**Stated task:**
Can you transcribe every entry word for word, skipping the images?
[start of Provided information]
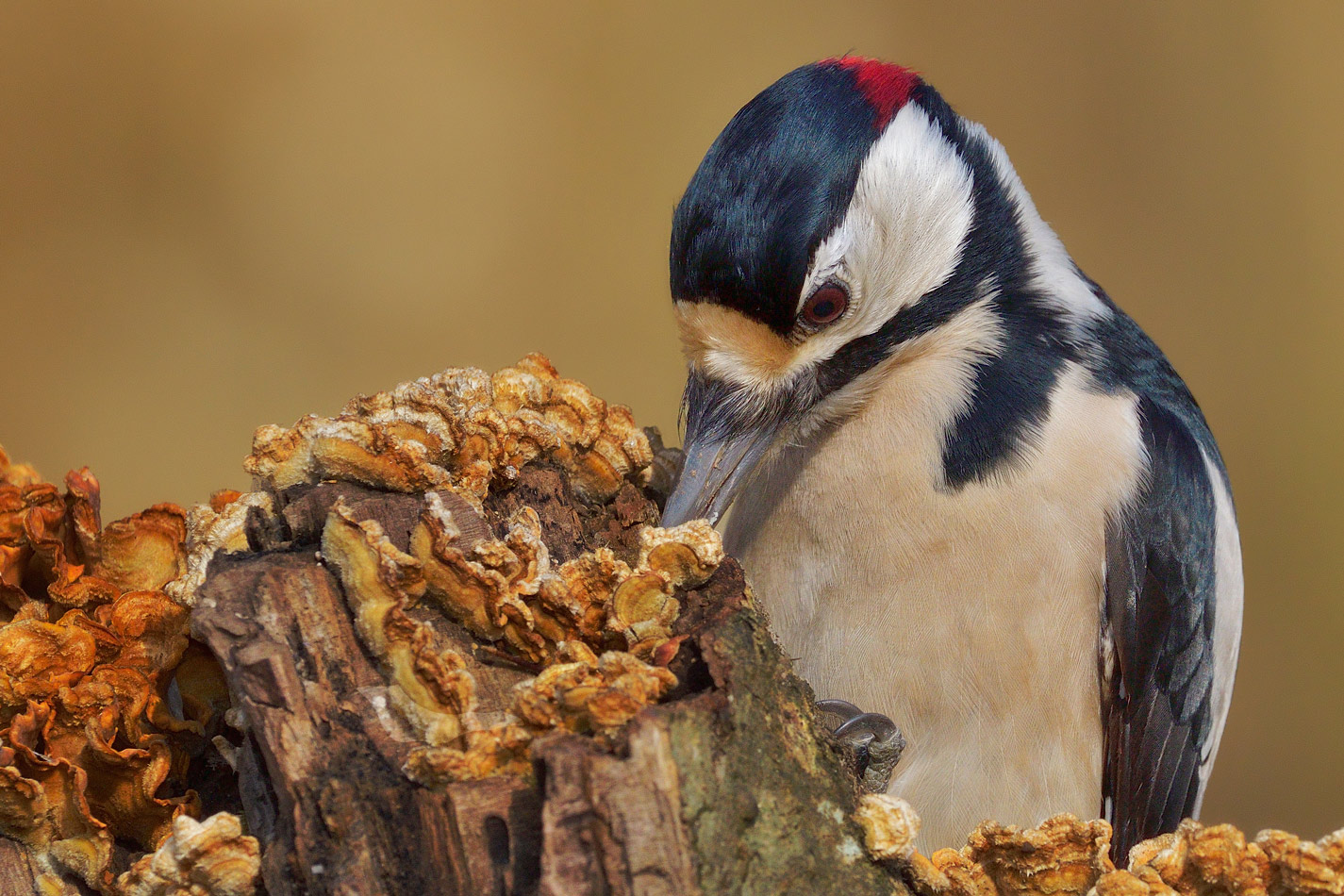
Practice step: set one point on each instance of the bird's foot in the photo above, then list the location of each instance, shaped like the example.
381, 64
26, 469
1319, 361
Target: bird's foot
875, 740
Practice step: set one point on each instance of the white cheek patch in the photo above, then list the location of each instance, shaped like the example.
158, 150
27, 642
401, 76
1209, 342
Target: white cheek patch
902, 235
1053, 270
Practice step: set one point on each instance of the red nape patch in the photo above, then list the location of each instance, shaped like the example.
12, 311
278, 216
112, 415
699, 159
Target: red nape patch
886, 86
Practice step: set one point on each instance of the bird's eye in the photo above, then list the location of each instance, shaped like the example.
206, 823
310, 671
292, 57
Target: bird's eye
825, 306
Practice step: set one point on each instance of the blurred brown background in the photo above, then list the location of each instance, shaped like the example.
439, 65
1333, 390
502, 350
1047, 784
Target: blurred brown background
222, 215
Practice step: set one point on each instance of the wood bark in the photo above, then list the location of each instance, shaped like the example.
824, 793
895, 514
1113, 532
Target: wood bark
726, 788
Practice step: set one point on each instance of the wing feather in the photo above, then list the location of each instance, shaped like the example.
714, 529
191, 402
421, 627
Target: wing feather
1159, 618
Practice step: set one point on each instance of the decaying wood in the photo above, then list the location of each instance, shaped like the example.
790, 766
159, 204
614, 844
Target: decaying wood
18, 873
687, 759
729, 788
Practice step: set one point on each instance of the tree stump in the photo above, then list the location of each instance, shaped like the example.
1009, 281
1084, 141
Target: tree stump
729, 788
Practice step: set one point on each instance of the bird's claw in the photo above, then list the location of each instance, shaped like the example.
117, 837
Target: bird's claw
873, 739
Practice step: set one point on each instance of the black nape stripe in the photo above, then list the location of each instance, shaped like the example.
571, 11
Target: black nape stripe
1011, 390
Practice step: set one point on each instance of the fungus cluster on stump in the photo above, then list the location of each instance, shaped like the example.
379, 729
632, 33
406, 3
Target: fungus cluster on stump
445, 648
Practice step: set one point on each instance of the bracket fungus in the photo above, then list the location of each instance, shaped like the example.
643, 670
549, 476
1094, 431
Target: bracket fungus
456, 440
1065, 855
93, 755
448, 614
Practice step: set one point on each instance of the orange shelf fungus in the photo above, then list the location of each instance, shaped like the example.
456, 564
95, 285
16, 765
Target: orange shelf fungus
91, 753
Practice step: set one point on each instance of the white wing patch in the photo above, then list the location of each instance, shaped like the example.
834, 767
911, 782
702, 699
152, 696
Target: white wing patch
1227, 616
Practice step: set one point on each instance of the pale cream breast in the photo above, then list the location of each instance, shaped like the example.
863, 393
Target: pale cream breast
970, 616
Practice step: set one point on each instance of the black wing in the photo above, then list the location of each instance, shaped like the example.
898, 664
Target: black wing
1159, 634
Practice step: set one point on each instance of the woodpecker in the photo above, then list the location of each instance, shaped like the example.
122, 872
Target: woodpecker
971, 493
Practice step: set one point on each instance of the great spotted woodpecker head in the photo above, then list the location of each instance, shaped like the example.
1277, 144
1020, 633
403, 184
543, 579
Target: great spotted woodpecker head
843, 215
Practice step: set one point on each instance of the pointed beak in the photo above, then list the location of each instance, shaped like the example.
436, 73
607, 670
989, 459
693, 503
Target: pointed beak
[end of Provided information]
**Finished answer:**
Practice step: set one point on each instance of the bird's foot in the photo above, then list the location of each instance, shaped like the example.
381, 64
26, 469
1319, 361
Target: bird's foot
875, 740
Practice step: set one point on each instance of the white cheek patch in the photo above, then list the location of each instance, shaped like the example.
158, 150
27, 642
401, 76
1209, 342
Target: white cheek patch
902, 235
1053, 270
Practice step: set one point on each instance of the red nape patch in the photo above, then list the location of each instance, shaped like the example.
12, 311
278, 216
112, 415
699, 159
Target: red nape patch
886, 86
Practice step: set one point on each instance of the bird's eye in the photo above, then list the location of each instance, shaped like the example.
206, 823
310, 671
292, 57
Target: bird's eye
825, 306
Practice step: set one point on each instance of the blurred brown background in the photo above, then list the location of each instance, shaped like the example.
439, 65
1333, 390
502, 350
1047, 784
Target: blurred brown background
222, 215
Practice step: set one point on each instance of the wood bark in the photo above, then list the location of each instance, shaped like the example.
824, 793
895, 514
1113, 532
Target: wood bark
726, 788
Practice step: set one point on each instance of the wing feather in the photo above, then list the location of each instance, shaped like the example.
714, 529
191, 402
421, 627
Target: wing feather
1159, 618
Practice step: set one point on each instance of the decaying wood in the photo above, then list the location of each instance, shaped like the example.
790, 766
159, 204
614, 844
Target: decaying wood
18, 873
687, 759
729, 788
Practice step: set one point on each instance of the tree stump in the photo above, then list the location of each instance, shaped like the example.
1009, 281
1084, 141
Target: tree stump
729, 788
Practice step: set one point on each instance of the bird's claw in the photo above, then list the location of each instance, shaped like the example.
117, 837
Target: bird's claw
873, 739
Practice step: set one point on each instance of the black nape stripe in the photo above, then list the location of each instance, shaped like the example.
571, 11
Target: black nape stripe
1011, 390
Practice step: set one point on each instance of the fungus cluster on stump in the photo above, then list the location of each instance, shaped like the example.
379, 729
632, 33
406, 3
Target: fungus cluster on stump
445, 648
Practice step: set one point on each instance of the bracket fungus in the photo above, then list the location of each instance, shaped like the example.
643, 670
549, 476
1094, 431
Target: bracket fungus
456, 440
1065, 855
93, 755
448, 614
Practice step: set one point on each instance of the orange shelf fungus in the photo above, then list the location of each instance, shaped like the example.
456, 564
95, 285
16, 765
Target: orange shelf fungus
91, 753
Practice step: set one point on each instance of the white wing patch in the photo above, then list the location of each instance, shaped like the example.
834, 767
911, 782
702, 699
152, 696
Target: white wing patch
1227, 616
Practice step: set one point on each instance of the pale cream breast in the photo above, then list the location of each instance, shaped like the example.
863, 393
Target: pale cream breast
970, 616
Practice step: set one point on each instance of the black wing in the photo above, then list the location of each instance, shaped like the example.
898, 664
Target: black wing
1159, 634
Practice step: set one point on each instance of the woodpecker in the photo above, then list the location of each instance, shaped like the example.
122, 872
Target: woodpecker
971, 493
Practice step: set one point on each instance of the great spotted woodpecker head in the photo above, then list the location of each instance, shaped like the example.
1277, 144
1020, 633
403, 184
543, 579
Target: great spotted woodpecker head
843, 215
Practice step: set one point on each instance of the pointed beak in the photo above, then list the location of each instance, shaped like the example.
436, 73
607, 670
989, 459
693, 503
Target: pointed beak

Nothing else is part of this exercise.